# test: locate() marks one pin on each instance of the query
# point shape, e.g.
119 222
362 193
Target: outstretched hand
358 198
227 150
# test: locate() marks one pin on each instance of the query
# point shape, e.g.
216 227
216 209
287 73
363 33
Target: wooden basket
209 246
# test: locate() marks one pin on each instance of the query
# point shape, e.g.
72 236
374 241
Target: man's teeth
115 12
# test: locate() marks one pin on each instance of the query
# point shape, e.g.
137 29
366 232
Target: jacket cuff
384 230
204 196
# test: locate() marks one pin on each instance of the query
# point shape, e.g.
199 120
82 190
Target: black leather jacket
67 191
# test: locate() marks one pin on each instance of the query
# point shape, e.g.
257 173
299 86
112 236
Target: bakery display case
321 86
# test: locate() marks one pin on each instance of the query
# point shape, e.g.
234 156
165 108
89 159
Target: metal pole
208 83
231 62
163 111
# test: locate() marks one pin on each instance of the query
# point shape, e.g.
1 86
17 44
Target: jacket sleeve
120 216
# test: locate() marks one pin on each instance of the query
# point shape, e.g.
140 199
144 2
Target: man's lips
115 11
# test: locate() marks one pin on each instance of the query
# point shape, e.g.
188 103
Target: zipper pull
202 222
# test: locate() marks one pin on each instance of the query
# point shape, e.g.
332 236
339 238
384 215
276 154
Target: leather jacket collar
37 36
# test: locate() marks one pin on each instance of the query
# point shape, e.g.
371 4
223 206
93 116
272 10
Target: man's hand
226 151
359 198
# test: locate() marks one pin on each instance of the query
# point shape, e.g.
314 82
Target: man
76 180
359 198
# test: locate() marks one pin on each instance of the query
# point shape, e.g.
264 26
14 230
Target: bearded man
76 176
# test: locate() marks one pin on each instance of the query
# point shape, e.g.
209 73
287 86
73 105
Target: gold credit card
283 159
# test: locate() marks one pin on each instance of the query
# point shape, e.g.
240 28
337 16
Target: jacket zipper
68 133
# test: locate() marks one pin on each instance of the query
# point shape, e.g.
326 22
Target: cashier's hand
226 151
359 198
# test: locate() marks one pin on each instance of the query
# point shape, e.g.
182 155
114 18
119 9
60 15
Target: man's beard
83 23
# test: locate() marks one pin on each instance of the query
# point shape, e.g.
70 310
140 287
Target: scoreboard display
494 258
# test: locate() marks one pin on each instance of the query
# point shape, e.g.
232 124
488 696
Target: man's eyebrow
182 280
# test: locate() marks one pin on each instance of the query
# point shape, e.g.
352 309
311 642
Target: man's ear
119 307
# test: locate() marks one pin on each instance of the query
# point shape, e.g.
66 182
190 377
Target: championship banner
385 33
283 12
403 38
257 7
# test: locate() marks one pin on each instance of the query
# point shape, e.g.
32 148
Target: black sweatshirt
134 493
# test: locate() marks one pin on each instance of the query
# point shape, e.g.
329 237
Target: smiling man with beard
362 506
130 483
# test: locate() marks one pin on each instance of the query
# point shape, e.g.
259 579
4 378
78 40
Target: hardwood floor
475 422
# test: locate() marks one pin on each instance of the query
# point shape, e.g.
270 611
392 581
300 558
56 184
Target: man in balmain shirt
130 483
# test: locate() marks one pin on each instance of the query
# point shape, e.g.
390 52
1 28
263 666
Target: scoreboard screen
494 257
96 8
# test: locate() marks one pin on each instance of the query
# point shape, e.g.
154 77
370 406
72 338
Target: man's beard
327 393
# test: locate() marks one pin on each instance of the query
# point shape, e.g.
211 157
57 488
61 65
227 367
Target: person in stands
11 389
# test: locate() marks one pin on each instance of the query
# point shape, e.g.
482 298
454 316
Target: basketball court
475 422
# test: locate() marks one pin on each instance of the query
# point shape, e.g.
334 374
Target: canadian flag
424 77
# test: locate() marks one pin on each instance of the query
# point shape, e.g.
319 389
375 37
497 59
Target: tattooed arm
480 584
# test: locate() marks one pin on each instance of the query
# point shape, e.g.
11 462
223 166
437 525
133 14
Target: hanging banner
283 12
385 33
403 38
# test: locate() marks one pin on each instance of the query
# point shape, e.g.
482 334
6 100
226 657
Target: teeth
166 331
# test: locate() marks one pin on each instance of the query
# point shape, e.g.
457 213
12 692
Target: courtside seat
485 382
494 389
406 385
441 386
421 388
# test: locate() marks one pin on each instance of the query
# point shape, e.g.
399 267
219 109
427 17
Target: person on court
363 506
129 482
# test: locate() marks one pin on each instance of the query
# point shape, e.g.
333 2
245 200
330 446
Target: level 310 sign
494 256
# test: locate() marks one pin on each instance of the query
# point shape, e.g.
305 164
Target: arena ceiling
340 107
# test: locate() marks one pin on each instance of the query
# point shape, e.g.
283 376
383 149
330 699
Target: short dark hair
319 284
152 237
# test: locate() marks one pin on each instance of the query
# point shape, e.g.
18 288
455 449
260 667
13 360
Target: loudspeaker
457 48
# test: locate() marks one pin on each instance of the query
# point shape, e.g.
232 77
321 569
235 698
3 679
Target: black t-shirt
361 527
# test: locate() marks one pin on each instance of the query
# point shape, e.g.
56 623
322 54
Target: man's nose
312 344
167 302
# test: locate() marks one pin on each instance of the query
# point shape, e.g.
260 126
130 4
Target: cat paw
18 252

_WORK REQUEST_
Transcribe the records above exactly, keeping every line.

_ANSWER TO THE PROBLEM_
# test: locate() marks one pin on each instance of the query
# point shape, e.g.
119 222
362 193
Target: outstretched hand
358 198
227 150
# test: locate() marks one pin on each instance of the query
# point shape, e.g.
216 227
216 209
287 73
363 33
Target: wooden basket
209 246
# test: locate() marks one pin on each instance of the query
# point shape, e.g.
72 236
374 241
Target: man's teeth
115 12
# test: locate() marks one pin on each instance of the query
# point shape, e.g.
137 29
366 232
Target: jacket cuff
384 230
204 196
# test: locate() marks one pin on each instance of the query
# point shape, e.g.
199 120
82 190
Target: black leather jacket
67 191
# test: locate() marks one pin on each instance of the query
# point shape, e.g.
257 173
299 86
112 236
Target: bakery display case
321 86
# test: locate() marks one pin on each instance of the query
# point shape, e.g.
234 156
165 108
89 159
Target: metal pole
208 83
231 62
163 111
# test: locate() marks one pin on each instance of the query
# point shape, e.g.
1 86
17 44
Target: jacket sleeve
120 216
# test: locate() marks one pin on each instance of the query
# point shape, e.g.
140 199
144 2
Target: man's lips
115 11
# test: locate() marks one pin on each instance of the query
# point shape, e.g.
188 103
Target: zipper pull
202 222
# test: locate() marks one pin on each instance of the query
# point shape, e.g.
332 236
339 238
384 215
276 154
Target: leather jacket collar
37 36
# test: locate() marks one pin on each instance of the query
# point shape, e.g.
371 4
223 206
93 116
272 10
Target: man's hand
226 151
359 198
# test: locate() marks one pin on each instance of the query
# point shape, e.g.
314 82
Target: man
76 180
359 198
# test: locate() marks one pin on each instance of the query
# point shape, e.g.
264 26
14 230
Target: bearded man
76 176
# test: locate() marks one pin on each instance of the query
# point shape, e.g.
209 73
287 86
73 105
Target: gold credit card
283 159
# test: locate() marks one pin on each instance of the query
# point shape, e.g.
240 28
337 16
Target: jacket zipper
68 133
# test: locate() marks one pin on each instance of the query
# point shape, e.g.
326 22
Target: cashier's hand
226 151
359 198
# test: locate() marks one pin on each instance of the query
# point shape, e.g.
182 155
114 18
119 9
60 15
Target: man's beard
83 23
# test: locate() marks one pin on each instance of the query
# point shape, e.g.
70 310
140 287
Target: scoreboard display
494 258
# test: locate() marks one pin on each instance of the query
# point shape, e.g.
232 124
488 696
Target: man's eyebrow
182 280
# test: locate() marks one pin on each instance of the query
# point shape, e.g.
352 309
311 642
Target: man's ear
119 307
# test: locate() marks one pin on each instance of the query
# point shape, e.g.
66 182
190 377
Target: championship banner
385 33
283 12
403 38
257 7
# test: locate() marks one pin on each instance of the query
# point shape, e.g.
32 148
Target: black sweatshirt
134 493
# test: locate() marks one pin on each instance of the query
# point shape, e.g.
329 237
Target: smiling man with beard
362 506
130 483
# test: locate() marks one pin on each instance of the query
# point shape, e.g.
259 579
4 378
78 40
Target: hardwood floor
475 422
# test: locate() marks one pin on each instance of the query
# point shape, e.g.
270 611
392 581
300 558
56 184
Target: man in balmain shirt
130 483
# test: locate() marks one pin on each instance of the query
# point shape, e.g.
390 52
1 28
263 666
Target: scoreboard screen
494 257
96 8
# test: locate() marks one pin on each instance of the query
# point shape, e.g.
154 77
370 406
72 338
Target: man's beard
327 393
# test: locate() marks one pin on each instance of the query
# point shape, e.g.
211 157
57 488
61 65
227 367
Target: person in stands
11 389
# test: locate() marks one pin on each instance of the query
# point shape, e.g.
482 298
454 316
Target: basketball court
475 422
# test: locate() marks one pin on each instance of the query
# point shape, e.g.
334 374
Target: canadian flag
424 77
# test: locate() marks one pin on each instance of the query
# point shape, e.g.
319 389
375 37
497 59
Target: tattooed arm
480 584
# test: locate() marks one pin on each instance of the query
# point shape, e.g.
11 462
223 166
437 525
133 14
Target: hanging banner
283 12
385 33
403 38
# test: locate() marks one pin on each instance of the query
# point shape, e.g.
482 334
6 100
226 657
Target: teeth
166 331
# test: locate() marks one pin on each instance of the query
# point shape, e.g.
457 213
12 692
Target: courtside seat
485 382
494 389
406 385
441 386
421 388
# test: locate() marks one pin on each instance of the query
# point shape, e.g.
399 267
219 109
427 17
Target: person on court
363 506
129 482
# test: locate() marks one pin on each instance of the query
# point shape, e.g.
333 2
245 200
330 446
Target: level 310 sign
494 256
# test: locate() marks one pin on each instance of the query
# point shape, e.g.
305 164
Target: arena ceiling
340 107
# test: locate() marks one pin on each instance of the query
# point shape, e.g.
283 376
383 149
330 699
Target: short dark hair
319 284
152 237
# test: locate() marks one pin on each instance of the query
# point shape, e.g.
18 288
455 449
260 667
13 360
Target: loudspeaker
457 48
# test: locate() marks one pin on each instance of the query
# point shape, e.g.
232 77
321 569
235 698
3 679
Target: black t-shirt
361 527
# test: locate() marks one pin on each instance of the query
# point shape, e.g.
56 623
322 54
Target: man's nose
312 344
167 302
# test: locate() marks one pin on each instance of the query
# point shape, e.g.
260 126
130 4
Target: cat paw
18 252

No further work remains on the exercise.